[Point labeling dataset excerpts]
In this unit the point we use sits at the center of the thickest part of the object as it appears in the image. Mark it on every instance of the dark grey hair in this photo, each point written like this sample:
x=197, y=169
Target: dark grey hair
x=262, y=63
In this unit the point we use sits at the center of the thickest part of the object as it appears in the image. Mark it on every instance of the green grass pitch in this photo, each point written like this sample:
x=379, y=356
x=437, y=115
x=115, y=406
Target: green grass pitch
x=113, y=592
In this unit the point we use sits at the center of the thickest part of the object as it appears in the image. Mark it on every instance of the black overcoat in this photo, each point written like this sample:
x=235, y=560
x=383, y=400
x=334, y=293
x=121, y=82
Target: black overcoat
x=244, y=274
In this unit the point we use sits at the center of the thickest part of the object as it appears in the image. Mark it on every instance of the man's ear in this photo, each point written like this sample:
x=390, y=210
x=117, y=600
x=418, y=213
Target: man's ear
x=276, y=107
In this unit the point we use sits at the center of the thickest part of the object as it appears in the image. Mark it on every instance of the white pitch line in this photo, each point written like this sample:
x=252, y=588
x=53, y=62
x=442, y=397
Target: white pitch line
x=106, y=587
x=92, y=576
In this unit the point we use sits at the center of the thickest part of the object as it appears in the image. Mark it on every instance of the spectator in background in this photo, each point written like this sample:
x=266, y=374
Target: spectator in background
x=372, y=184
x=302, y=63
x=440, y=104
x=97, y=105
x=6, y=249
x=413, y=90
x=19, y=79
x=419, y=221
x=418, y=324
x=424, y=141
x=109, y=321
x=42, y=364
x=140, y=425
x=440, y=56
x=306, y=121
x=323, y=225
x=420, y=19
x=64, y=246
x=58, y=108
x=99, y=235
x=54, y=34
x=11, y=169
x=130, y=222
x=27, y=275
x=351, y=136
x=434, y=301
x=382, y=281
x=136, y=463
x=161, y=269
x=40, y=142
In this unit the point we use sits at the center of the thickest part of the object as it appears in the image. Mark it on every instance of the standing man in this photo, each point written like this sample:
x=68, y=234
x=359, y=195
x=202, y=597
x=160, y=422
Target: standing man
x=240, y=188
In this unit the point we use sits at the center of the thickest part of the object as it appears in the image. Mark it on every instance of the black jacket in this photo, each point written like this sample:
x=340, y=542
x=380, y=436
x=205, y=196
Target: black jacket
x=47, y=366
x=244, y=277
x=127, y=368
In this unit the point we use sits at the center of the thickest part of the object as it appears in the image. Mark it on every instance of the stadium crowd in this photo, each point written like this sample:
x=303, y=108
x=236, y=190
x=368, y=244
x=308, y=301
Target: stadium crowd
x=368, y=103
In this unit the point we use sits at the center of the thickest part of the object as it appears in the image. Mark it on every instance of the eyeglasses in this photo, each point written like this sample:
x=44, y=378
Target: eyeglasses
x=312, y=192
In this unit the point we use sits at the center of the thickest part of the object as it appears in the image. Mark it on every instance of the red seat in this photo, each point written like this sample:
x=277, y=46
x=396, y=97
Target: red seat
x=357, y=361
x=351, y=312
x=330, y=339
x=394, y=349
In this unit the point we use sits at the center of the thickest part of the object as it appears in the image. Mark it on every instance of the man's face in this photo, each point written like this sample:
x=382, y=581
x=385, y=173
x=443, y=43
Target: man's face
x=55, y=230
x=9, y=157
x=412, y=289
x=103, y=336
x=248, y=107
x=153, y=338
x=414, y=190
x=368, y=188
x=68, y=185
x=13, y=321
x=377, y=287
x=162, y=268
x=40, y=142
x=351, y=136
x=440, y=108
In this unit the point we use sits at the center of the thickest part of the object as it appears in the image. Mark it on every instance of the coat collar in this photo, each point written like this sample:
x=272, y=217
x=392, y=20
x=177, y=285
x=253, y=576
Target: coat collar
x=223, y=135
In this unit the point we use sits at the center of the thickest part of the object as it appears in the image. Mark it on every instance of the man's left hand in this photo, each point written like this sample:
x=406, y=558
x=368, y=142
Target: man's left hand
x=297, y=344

### [Job]
Starting at the line that contains "the man's face" and stopping after the last line of the entries, can you put each line into a Markdown table with the columns Row and Line, skipping any blank lines?

### [Output below]
| Row | Line |
|---|---|
| 1 | In this unit the point we use sits at the center of the thickest part of the object as it appears in the image. Mark it on every instance of the man's face in this photo, each point written like this sample: |
| 2 | x=382, y=581 |
| 3 | x=385, y=173 |
| 4 | x=443, y=43 |
| 5 | Target: man's face |
| 6 | x=55, y=230 |
| 7 | x=9, y=157 |
| 8 | x=412, y=289 |
| 9 | x=103, y=336 |
| 10 | x=248, y=107 |
| 11 | x=153, y=338 |
| 12 | x=414, y=190 |
| 13 | x=368, y=188 |
| 14 | x=68, y=185 |
| 15 | x=13, y=321 |
| 16 | x=377, y=287 |
| 17 | x=162, y=268 |
| 18 | x=40, y=142 |
| 19 | x=351, y=136 |
| 20 | x=440, y=108 |
| 21 | In this unit the point we use sits at the center of the thickest part of the object as it appears in the image. Mark it on every instance of the coat collar in this photo, each point written like this sample: |
| 22 | x=272, y=217 |
| 23 | x=392, y=20 |
| 24 | x=177, y=285 |
| 25 | x=253, y=576 |
| 26 | Target: coat collar |
| 27 | x=223, y=135 |
| 28 | In this unit the point we use sits at the center of the thickest part of the object as it appears in the image. Mark it on every instance of the man's left hand in this photo, each point written like this sample: |
| 29 | x=406, y=558 |
| 30 | x=368, y=142 |
| 31 | Target: man's left hand |
| 32 | x=297, y=344 |